§ JOBS:
A) Count the lines of the records that contain the string "ocean", treating uppercase and lowercase as distinct, and give only the number.
B) Continue the forum thread about whether something counts as an object under the C standard, starting after its final line.

§ READING PASSAGE:
Why do so few people know the difference between arrays and pointers.

[E. Robert Tisdale]

This assertion directly contradicts the C standard,

The standard be damned.

which specifically defines an object as a region of storage.
It *is* a region of storage, not 'might be' or 'could be'.

You ignored my example above. Is y an object or not?
Is y [still] an object if the C compiler optimizes it away
and computes

int z = 3*(x + 1);

directly?

 

[Keith Thompson]

Keith Thompson wrote: [...]

It's an expression, and it has a value, but it's not an object.
Evaluation of the expression may or may not involve
an int-size region of storage containing the value 42;
that's an implementation detail,
irrelevant to C's definition of "object".

Are we to infer that
the existence of an object depends upon the implementation?

No, the existence of an object depends on the definition in the
standard.

For a declared object, such as "int y;", the standard says y is an
object. An implementation is allowed not to allocate storage for it,
if this optimization doesn't change the effect of the program, but
it's still an object in the abstract machine.

For an expression such as 42, the standard does not say that there is
an object associated with the value of the expression. An
implementation may allocate an int-sized region of storage holding the
value 42, but there's still no object in the abstract machine.

Optimization does not affect whether something is an object as defined
by the standard.

(I'm writing this for the benefit of other readers, since ERT is
unlikely to be convinced by anything I write.)

 

[Alex Monjushko]

Mike Wahler wrote:

The standard be damned.

You ignored my example above. Is y an object or not?
Is y [still] an object if the C compiler optimizes it away
and computes

int z = 3*(x + 1);

directly?

I believe that in this case the "as if" rule comes into effect.
It makes absolutely no difference whether 'y' is optimized away
or not. In a context where it would make a difference the optimizer
can't get rid of it.

Therefore, 'y' is an object, as far as you can tell in terms of
the C standard. Assembler output notwithstanding.

 

[Keith Thompson]

E. Robert Tisdale wrote: [...]

In C, an object is something *could* occupy storage.

This assertion directly contradicts the C standard,

The standard be damned.

That's a perfectly valid attitude. If you don't like the standard, or
if you just want to ignore it, you're absolutely free to do so. If
you want to program in some non-standard dialect of C, or of some
C-like language, go right ahead. There are over 6 billion people on
this planet; probably at least 5.9 billion of them aren't even aware
that the C standard exists (and if those numbers are off, the point is
still valid).

What mystifies me is why you choose to hang out here in comp.lang.c,
where we discuss the C programming language as defined by that damned
standard.

If you want to leave, nobody here is going to try to stop you. We'll
be fine. Really.

Bye.

 

[CBFalconer]

Uncalled for, but it did make me laugh...

You haven't suffered through Trollsdale postings ad nauseam.

 

[E. Robert Tisdale]

No, the existence of an object depends on
the definition in the standard.

I suppose that it also depends upon the code.

For a declared object, such as "int y;",
the standard says y is an object.
An implementation is allowed not to allocate storage for it,
if this optimization doesn't change the effect of the program,
but it's still an object in the abstract machine.

§ DATASET RECORDS:
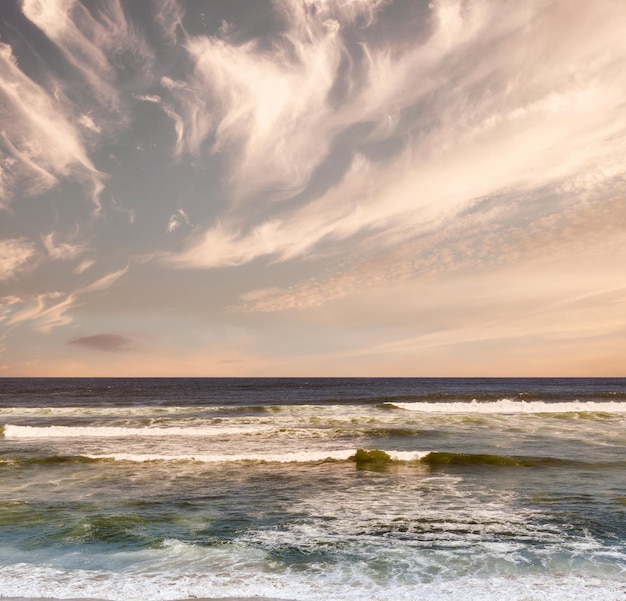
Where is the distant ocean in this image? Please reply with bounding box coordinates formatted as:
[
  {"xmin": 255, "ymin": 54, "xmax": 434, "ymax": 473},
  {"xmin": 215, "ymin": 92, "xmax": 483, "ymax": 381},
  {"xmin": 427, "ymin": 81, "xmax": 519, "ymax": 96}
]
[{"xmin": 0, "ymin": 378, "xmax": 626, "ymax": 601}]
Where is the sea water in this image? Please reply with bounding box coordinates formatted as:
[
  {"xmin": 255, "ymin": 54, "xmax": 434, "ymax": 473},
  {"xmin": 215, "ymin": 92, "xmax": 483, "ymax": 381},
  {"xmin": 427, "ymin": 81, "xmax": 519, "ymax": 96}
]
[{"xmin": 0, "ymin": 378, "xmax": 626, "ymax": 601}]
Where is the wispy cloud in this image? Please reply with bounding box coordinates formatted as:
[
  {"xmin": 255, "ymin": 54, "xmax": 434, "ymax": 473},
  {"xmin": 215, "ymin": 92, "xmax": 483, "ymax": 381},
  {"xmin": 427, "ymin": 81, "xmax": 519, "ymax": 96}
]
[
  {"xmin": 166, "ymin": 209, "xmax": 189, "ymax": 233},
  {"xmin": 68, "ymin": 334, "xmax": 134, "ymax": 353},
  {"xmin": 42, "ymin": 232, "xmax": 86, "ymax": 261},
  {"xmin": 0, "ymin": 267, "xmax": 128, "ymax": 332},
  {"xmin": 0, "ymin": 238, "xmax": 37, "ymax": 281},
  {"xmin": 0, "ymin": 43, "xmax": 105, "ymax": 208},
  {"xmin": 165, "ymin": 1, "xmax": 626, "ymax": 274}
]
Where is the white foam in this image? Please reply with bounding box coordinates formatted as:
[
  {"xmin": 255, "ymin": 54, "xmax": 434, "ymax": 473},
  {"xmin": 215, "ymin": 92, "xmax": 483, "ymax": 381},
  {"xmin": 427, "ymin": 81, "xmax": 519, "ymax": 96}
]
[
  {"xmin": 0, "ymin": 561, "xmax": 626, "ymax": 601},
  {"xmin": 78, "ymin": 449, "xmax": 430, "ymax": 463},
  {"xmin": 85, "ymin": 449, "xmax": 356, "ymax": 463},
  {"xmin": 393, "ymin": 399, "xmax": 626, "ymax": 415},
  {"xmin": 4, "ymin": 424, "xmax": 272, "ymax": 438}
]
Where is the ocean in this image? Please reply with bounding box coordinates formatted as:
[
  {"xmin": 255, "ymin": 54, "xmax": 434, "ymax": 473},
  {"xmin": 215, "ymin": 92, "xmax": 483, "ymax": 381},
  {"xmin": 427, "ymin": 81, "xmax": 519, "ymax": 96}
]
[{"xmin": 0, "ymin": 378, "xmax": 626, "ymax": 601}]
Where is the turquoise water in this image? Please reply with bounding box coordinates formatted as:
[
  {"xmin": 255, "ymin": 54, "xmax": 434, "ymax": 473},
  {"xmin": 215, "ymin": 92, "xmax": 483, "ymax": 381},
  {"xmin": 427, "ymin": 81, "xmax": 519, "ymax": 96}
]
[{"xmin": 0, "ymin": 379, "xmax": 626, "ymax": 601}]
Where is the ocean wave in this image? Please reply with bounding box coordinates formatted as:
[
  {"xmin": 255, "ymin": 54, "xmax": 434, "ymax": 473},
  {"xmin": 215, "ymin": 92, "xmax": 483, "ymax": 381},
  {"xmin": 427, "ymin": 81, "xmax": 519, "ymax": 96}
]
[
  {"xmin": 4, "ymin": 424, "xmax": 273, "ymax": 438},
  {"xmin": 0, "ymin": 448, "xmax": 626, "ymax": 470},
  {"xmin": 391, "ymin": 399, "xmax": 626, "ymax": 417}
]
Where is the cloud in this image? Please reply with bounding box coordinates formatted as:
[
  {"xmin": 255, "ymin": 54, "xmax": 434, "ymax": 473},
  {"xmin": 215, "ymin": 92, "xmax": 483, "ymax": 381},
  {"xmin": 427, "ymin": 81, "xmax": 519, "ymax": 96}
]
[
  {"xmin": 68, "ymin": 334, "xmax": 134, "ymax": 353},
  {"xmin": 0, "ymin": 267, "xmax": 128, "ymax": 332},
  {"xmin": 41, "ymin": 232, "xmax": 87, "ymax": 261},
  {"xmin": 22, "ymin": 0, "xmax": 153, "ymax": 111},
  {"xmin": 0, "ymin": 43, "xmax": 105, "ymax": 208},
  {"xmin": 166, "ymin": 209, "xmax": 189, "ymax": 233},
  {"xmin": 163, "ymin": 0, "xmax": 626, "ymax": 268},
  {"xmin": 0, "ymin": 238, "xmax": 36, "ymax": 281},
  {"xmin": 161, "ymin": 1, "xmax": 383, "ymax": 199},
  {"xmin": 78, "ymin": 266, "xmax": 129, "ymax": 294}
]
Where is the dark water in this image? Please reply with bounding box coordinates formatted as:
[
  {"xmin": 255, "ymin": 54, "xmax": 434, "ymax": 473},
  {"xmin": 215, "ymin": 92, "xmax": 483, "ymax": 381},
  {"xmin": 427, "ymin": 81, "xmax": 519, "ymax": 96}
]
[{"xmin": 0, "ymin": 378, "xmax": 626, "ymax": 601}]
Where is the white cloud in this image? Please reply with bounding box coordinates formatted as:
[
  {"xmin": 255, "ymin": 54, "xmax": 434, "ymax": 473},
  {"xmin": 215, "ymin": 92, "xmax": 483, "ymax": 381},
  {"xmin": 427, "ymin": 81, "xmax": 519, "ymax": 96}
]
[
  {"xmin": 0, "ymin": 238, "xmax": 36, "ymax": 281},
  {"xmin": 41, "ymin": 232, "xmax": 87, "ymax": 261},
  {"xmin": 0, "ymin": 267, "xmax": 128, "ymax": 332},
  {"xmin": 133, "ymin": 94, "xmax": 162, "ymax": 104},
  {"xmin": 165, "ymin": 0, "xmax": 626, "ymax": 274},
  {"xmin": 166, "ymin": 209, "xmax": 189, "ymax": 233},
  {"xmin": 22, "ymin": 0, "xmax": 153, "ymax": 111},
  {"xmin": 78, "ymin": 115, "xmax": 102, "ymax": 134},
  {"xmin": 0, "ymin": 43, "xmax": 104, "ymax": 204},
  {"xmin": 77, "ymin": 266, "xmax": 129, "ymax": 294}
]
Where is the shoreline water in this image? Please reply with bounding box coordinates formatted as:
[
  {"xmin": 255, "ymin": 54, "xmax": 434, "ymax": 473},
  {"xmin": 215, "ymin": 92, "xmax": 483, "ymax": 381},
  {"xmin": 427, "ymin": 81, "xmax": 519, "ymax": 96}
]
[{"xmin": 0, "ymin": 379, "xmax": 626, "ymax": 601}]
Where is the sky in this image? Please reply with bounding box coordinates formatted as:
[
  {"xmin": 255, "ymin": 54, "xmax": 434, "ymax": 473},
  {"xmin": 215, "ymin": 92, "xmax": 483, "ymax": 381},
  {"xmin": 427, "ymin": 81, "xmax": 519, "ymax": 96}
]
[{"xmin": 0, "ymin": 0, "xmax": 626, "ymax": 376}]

§ ANSWERS PROVIDED:
A) 3

B)
This appears to be consistent with my assertion that
"and object is a value that *could* occupy storage.

For an expression such as 42, the standard does not say that
there is an object associated with the value of the expression.
An implementation may allocate an int-sized region of storage
holding the value 42,
but there's still no object in the abstract machine.

int x = 42;

How does the "abstract machine" know that
x is initialized with the value 42?

A C program is correspondence from the programmer to the C compiler
and not any underlying abstract [or concrete] machine.

Optimization does not affect
whether something is an object as defined by the standard.

According to Brian W. Kernighan and Dennis M. Ritchie,
"The C Programming Language", Appendix A: C Reference Manual,
Section 5. Objects and lvalues:
" An object is a manipulatable region of storage;
an lvalue is an expression referring to an object.
An obvious example of an lvalue expression is an identifier.
There are operators which yield lvalues: for example,
if E is an expression of pointer type,
then *E is an lvalue expression
referring to the object to which E points.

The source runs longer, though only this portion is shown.